■ **Task directions**: Write the next part of the article below about BBC coverage of rioting in Arab towns in Israel, picking up after its final sentence.

BBC coverage of the current wave of terror in Israel has included little if any reporting on the violent rioting seen in Arab towns and villages around Israel.
“An Arab Israeli man is arrested in Kafr Kanna early Sunday on suspicion of throwing rocks at security forces in late Saturday riots in the village.
Another Arab Israeli, age 17, is arrested in Bu’eine Nujeidat, east of Haifa. He is suspected of setting a tire on fire at the entrance to the nearby Jewish village of Beit Netofa.
A man and a woman were lightly injured late Saturday in a rock-throwing attack near the Galilee Arab vilage of Tour’an.
The two victims were hit by flying glass when their cars’ windows shattered after being struck by stones as they drove on Road 77 near the village.”
Rioting also took place in Um el Fahm, Rahat, Ramle and Nazareth.
“In Nazareth, some 1,500 Israeli Arabs took to the streets “in protest of the Israeli occupation,” Channel 2 reported. The demonstrators also hailed a local Arab woman who attempted to stab an Israeli security guard in a suspected terror attack on Friday. She was shot by security forces and is being treated in hospital.”
Of course the majority of Israeli Arabs have no truck with these violent disturbances and the Mayor of Nazareth went on national radio to make his views clear.

■ **Supplied material**:
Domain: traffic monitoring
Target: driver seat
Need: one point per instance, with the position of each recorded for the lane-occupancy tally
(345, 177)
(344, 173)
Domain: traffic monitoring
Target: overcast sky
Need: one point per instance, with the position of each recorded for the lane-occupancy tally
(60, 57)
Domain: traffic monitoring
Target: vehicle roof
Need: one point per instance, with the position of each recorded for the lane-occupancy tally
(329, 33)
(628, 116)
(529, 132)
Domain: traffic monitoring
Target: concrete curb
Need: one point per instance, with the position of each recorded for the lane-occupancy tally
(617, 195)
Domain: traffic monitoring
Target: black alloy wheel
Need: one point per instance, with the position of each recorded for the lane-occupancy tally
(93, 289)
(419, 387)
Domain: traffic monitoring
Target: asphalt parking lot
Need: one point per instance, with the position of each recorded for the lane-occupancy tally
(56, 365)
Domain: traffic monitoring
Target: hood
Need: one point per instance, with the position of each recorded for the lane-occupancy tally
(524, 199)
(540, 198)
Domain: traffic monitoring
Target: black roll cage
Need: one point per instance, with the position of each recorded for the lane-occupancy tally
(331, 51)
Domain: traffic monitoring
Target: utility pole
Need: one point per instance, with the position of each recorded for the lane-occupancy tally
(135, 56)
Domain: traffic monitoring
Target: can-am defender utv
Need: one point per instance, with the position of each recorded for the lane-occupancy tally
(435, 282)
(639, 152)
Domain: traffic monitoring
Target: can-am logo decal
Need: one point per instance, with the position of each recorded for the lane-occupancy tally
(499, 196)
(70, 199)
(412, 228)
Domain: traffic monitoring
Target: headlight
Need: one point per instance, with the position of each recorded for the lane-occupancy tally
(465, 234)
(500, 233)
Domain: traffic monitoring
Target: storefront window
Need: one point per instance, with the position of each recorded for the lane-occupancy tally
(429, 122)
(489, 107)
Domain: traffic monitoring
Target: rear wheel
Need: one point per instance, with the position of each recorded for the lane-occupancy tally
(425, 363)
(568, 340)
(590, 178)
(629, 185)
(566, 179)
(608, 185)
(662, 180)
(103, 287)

==

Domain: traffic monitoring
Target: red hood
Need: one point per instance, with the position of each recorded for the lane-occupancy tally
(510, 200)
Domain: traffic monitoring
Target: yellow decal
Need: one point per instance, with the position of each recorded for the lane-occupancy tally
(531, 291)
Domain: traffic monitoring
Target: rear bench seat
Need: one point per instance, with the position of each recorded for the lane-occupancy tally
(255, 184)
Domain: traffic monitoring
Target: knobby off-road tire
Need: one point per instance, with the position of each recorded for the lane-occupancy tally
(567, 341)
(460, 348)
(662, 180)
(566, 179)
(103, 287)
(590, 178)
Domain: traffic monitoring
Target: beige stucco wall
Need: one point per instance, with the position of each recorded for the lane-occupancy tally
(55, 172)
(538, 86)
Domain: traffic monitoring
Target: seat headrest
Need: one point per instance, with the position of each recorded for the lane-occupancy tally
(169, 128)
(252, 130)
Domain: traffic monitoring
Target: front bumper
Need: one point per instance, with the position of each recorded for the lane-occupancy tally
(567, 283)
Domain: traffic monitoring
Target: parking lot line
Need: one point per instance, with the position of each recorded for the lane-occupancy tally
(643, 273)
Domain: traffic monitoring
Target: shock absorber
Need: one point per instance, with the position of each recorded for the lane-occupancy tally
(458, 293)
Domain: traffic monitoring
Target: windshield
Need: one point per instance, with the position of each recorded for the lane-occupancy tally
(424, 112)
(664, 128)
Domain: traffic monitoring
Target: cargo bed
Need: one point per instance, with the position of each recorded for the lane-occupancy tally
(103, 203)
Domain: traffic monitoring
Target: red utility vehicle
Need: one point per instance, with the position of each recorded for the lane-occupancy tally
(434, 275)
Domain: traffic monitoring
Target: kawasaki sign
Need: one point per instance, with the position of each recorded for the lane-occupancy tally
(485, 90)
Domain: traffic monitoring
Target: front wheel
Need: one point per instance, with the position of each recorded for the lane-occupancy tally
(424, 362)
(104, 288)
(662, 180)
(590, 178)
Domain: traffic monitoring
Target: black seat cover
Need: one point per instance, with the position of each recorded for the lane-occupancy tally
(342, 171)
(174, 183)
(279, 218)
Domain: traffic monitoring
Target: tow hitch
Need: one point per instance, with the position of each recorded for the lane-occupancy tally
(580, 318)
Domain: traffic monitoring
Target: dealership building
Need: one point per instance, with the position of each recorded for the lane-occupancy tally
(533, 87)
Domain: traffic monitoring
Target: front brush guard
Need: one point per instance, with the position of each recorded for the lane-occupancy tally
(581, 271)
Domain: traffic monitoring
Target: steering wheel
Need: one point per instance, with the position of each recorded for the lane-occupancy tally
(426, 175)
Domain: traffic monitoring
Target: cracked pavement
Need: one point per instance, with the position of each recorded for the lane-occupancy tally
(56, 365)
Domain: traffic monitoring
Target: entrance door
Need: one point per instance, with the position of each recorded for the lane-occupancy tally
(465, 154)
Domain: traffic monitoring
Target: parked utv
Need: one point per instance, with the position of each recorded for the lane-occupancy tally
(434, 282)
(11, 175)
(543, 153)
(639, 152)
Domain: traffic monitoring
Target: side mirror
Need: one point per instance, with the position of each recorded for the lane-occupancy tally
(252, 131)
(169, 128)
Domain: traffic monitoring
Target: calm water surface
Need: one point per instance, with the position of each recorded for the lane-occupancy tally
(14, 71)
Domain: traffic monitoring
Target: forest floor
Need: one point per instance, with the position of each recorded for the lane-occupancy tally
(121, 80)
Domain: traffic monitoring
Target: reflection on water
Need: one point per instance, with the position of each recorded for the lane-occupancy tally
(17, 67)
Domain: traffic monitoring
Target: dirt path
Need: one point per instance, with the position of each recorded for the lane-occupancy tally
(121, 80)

---

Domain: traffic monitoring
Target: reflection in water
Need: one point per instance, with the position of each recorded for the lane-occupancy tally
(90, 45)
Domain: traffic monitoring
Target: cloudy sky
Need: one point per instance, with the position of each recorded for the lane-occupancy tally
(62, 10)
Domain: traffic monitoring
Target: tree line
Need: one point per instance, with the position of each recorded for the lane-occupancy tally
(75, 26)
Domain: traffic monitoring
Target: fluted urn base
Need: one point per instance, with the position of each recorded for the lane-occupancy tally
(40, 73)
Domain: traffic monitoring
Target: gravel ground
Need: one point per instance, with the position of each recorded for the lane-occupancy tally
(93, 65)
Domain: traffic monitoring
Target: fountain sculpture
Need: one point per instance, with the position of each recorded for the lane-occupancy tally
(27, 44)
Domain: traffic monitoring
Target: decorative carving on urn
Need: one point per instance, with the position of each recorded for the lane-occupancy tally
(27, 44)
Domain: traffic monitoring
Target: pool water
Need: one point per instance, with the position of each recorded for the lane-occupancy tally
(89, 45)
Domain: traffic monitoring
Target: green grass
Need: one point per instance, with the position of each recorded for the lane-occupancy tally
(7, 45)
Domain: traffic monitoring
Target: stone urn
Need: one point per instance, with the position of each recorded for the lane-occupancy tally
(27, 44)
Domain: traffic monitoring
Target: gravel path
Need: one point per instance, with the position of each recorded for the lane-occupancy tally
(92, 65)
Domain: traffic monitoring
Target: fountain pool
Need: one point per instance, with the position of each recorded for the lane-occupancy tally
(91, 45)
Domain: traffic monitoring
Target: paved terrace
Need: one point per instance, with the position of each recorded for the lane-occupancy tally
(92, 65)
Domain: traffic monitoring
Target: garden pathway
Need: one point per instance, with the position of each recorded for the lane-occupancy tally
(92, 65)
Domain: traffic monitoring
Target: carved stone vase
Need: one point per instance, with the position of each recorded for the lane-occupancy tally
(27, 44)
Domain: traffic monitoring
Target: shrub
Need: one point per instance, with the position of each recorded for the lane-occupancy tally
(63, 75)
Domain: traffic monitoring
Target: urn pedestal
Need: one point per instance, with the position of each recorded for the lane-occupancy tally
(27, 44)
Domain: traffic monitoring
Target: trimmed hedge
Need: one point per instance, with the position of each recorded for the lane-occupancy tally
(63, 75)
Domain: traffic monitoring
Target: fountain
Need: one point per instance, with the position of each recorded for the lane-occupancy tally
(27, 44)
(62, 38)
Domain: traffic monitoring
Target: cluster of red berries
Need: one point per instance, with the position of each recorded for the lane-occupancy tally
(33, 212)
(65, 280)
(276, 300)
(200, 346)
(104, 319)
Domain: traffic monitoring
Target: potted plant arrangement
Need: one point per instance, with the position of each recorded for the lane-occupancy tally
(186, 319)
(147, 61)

■ **Answer section**:
“Nazareth Mayor Ali Salem on Sunday criticized Arab Knesset members for their role in recent violent demonstrations, saying in two separate interviews to the Israeli media that their actions were detrimental to the Arab community.
“I blame the leaders; they are destroying our future, they are destroying coexistence,” Salem, the Muslim mayor of Israel’s largest Arab city, told Army Radio. […]
“We need to find a way to live together. We cannot fight like this. We are damaging ourselves,” he told Israel’s Walla website site.”
And when the head of the Joint Arab List was being interviewed by an Israeli TV channel in Nazareth on October 11th, Mr Salem found a novel way to express his displeasure.
Of course that story does not fit into the BBC’s monochrome narrative of the current wave of violence or its broader coverage of Israeli affairs.